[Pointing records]
═══

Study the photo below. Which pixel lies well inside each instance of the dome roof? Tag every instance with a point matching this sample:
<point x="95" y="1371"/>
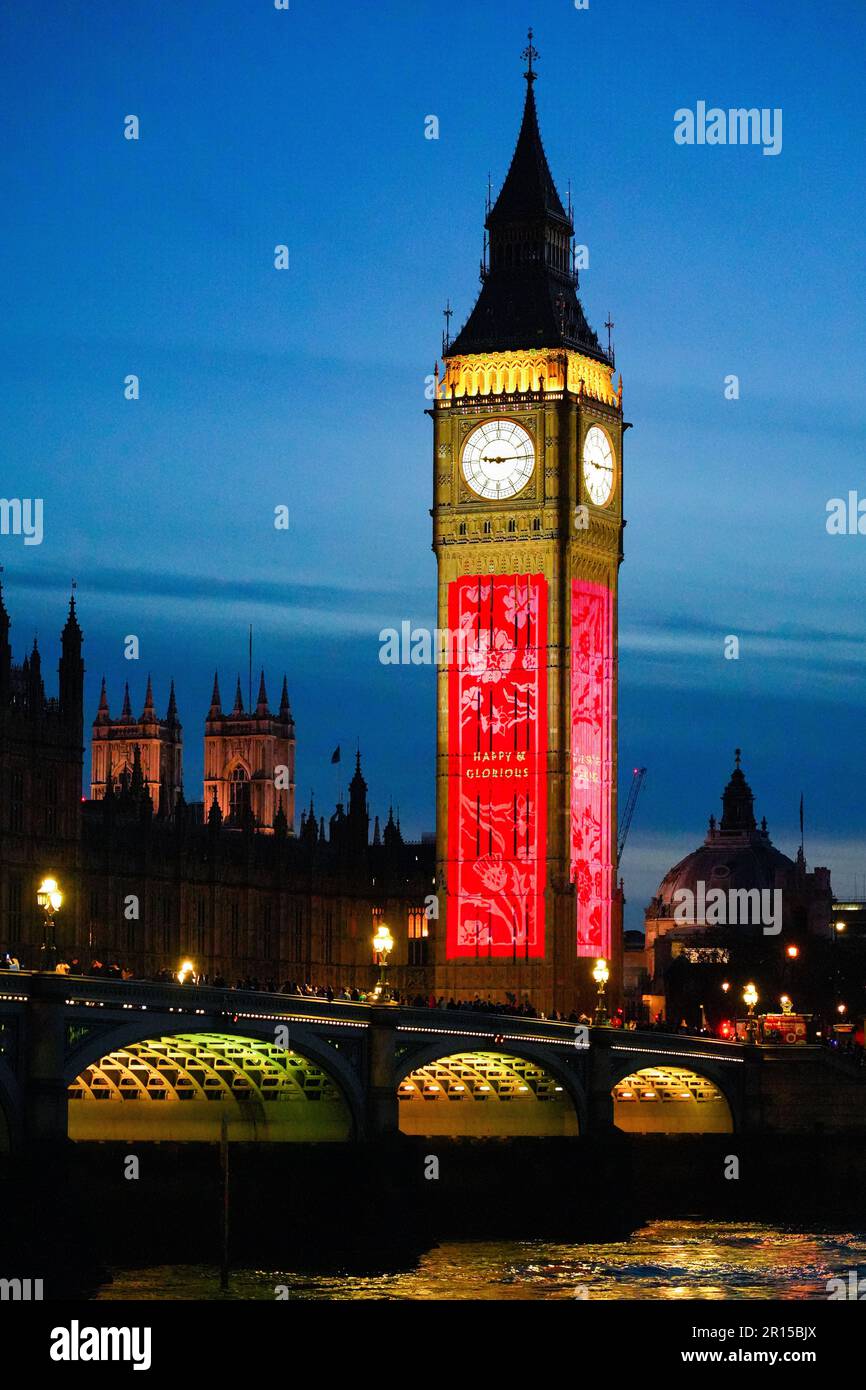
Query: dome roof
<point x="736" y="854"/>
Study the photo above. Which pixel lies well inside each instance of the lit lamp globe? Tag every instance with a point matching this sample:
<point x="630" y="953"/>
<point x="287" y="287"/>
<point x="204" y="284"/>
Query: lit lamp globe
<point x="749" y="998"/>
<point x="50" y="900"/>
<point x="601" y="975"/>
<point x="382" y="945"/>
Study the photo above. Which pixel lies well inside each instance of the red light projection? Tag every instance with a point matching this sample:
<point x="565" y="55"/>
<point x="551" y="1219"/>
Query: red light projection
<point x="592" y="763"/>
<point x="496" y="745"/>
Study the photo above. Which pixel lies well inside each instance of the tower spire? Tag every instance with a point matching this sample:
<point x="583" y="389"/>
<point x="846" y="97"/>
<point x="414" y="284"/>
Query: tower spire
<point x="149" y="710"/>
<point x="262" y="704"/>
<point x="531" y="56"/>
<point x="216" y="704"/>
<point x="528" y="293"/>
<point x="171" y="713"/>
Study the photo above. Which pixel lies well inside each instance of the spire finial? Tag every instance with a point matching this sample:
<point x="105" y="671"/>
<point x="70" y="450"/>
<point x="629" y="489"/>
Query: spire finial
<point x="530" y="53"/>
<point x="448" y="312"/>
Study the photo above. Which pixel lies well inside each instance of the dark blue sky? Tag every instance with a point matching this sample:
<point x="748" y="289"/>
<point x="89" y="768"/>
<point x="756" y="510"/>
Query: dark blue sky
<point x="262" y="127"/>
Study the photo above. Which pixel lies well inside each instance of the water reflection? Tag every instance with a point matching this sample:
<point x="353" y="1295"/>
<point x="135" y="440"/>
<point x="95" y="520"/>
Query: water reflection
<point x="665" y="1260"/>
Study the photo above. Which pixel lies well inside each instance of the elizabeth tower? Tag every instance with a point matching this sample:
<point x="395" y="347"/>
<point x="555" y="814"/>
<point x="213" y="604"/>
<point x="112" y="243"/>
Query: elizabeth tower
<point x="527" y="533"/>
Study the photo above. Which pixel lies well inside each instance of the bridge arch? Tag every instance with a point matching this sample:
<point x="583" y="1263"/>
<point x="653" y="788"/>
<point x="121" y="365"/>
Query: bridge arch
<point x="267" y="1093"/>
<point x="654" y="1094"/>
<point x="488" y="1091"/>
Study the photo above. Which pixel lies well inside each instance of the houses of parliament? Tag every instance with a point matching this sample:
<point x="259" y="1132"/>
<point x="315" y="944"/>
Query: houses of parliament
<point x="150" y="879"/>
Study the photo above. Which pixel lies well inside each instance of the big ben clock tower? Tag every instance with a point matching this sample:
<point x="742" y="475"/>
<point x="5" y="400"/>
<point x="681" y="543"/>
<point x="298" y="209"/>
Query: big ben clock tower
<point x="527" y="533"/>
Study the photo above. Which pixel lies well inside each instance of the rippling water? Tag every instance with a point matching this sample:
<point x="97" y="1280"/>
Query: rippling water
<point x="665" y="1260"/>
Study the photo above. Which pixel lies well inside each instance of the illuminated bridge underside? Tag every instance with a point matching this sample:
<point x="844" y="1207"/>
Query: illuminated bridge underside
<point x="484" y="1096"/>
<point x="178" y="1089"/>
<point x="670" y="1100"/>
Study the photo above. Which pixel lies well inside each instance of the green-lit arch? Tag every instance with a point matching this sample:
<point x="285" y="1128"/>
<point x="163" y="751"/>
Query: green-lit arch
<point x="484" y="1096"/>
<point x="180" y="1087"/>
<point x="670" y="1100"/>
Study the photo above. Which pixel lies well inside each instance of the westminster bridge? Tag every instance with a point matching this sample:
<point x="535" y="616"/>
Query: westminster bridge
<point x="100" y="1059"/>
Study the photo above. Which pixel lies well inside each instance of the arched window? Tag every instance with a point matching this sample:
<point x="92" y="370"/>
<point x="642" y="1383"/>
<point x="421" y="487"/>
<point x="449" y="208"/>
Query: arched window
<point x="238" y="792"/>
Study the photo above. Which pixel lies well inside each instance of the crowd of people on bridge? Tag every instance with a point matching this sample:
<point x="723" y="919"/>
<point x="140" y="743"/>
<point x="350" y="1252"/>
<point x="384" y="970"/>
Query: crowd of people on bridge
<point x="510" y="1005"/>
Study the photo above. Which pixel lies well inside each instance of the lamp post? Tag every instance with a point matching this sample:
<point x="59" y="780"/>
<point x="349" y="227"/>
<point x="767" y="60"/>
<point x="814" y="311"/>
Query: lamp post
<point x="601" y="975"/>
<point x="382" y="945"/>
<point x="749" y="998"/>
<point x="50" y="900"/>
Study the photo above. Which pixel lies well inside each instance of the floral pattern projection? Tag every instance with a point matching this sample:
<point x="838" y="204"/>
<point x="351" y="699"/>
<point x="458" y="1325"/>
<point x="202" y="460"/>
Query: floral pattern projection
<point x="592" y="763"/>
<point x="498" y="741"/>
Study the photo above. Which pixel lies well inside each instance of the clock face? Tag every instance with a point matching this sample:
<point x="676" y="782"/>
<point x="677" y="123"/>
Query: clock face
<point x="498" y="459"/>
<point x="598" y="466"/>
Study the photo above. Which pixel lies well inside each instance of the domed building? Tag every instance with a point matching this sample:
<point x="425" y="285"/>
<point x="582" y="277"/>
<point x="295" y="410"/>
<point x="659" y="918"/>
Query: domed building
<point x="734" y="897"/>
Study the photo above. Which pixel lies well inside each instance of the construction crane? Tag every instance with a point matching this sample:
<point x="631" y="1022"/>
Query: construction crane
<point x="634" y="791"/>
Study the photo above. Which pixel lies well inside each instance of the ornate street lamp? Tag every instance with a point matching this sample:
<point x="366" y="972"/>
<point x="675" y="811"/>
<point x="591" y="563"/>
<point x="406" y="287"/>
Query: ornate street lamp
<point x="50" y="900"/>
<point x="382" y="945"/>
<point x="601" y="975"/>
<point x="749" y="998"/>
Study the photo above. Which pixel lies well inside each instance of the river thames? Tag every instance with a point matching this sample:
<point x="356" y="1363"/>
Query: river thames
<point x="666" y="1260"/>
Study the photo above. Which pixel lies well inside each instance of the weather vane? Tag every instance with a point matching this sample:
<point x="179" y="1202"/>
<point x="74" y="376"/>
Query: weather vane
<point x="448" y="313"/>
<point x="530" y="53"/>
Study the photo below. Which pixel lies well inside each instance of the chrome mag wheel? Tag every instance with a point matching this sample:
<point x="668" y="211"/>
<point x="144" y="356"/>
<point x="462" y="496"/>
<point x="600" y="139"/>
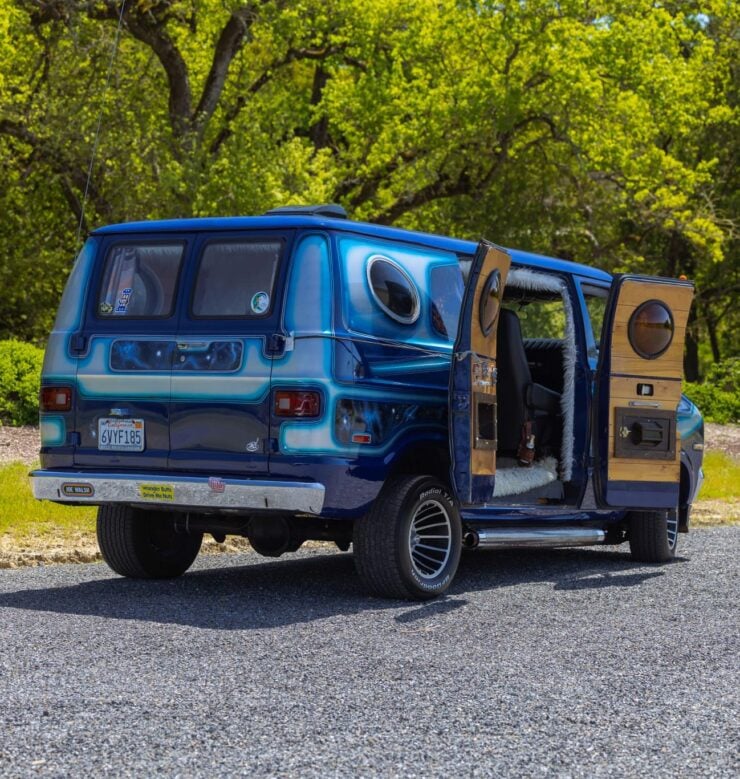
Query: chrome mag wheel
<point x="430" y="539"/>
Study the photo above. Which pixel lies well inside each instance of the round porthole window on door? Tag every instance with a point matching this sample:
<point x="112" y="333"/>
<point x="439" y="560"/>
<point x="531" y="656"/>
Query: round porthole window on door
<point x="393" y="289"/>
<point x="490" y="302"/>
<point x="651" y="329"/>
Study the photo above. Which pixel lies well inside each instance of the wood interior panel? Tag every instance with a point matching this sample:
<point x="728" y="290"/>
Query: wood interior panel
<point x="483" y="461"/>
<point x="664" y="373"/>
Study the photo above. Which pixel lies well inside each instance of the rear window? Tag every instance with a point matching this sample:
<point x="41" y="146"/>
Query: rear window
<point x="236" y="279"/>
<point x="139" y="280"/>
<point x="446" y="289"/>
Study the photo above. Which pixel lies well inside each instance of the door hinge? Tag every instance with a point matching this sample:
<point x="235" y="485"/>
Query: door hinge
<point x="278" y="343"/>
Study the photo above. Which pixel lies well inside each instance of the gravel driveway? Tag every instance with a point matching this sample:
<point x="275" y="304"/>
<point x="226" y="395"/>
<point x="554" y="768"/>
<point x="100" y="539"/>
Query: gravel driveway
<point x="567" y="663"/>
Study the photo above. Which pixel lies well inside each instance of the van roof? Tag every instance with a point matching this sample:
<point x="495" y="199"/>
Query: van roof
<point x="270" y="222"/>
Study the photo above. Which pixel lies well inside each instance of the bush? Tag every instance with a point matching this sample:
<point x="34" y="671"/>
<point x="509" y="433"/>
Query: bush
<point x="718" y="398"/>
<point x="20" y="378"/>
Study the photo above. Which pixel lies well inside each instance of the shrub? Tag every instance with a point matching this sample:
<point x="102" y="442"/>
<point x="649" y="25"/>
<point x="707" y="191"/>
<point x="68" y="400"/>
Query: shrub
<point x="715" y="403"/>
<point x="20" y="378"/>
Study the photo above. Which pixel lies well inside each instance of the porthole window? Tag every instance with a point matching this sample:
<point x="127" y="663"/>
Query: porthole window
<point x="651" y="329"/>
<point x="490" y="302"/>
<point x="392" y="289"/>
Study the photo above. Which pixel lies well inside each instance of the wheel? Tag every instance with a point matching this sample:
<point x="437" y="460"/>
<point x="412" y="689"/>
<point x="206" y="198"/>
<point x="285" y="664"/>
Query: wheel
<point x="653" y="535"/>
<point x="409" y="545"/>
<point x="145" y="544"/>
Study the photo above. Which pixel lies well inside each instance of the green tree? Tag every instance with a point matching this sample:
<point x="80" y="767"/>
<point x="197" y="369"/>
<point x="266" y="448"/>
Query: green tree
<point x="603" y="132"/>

═══

__YOUR OBJECTIVE__.
Quote, without any change, each line from the one that contains "of the shrub?" through the end of the material.

__SOLUTION__.
Study the photo above. Which pixel lies well inside each instance of the shrub? Tag every instance with a point matching this sample:
<point x="102" y="442"/>
<point x="649" y="25"/>
<point x="707" y="191"/>
<point x="68" y="400"/>
Query: shrub
<point x="715" y="403"/>
<point x="20" y="378"/>
Study the photo above. Which pixel lies well inside each instance of the porthole window? Tag every instance with a point matching this sample:
<point x="127" y="663"/>
Query: porthole window
<point x="651" y="329"/>
<point x="490" y="302"/>
<point x="392" y="289"/>
Study the photo above. Which pixel lies well inside each instance of the wheel? Tag every instance with a point matching this sample:
<point x="437" y="460"/>
<point x="412" y="689"/>
<point x="206" y="198"/>
<point x="285" y="664"/>
Query: wheel
<point x="653" y="535"/>
<point x="409" y="545"/>
<point x="145" y="544"/>
Study the photo above. Which pixel lies well inside each instance of the green tree? Tag every instance with a point matching this sample:
<point x="80" y="767"/>
<point x="197" y="369"/>
<point x="266" y="448"/>
Query: green tree
<point x="603" y="132"/>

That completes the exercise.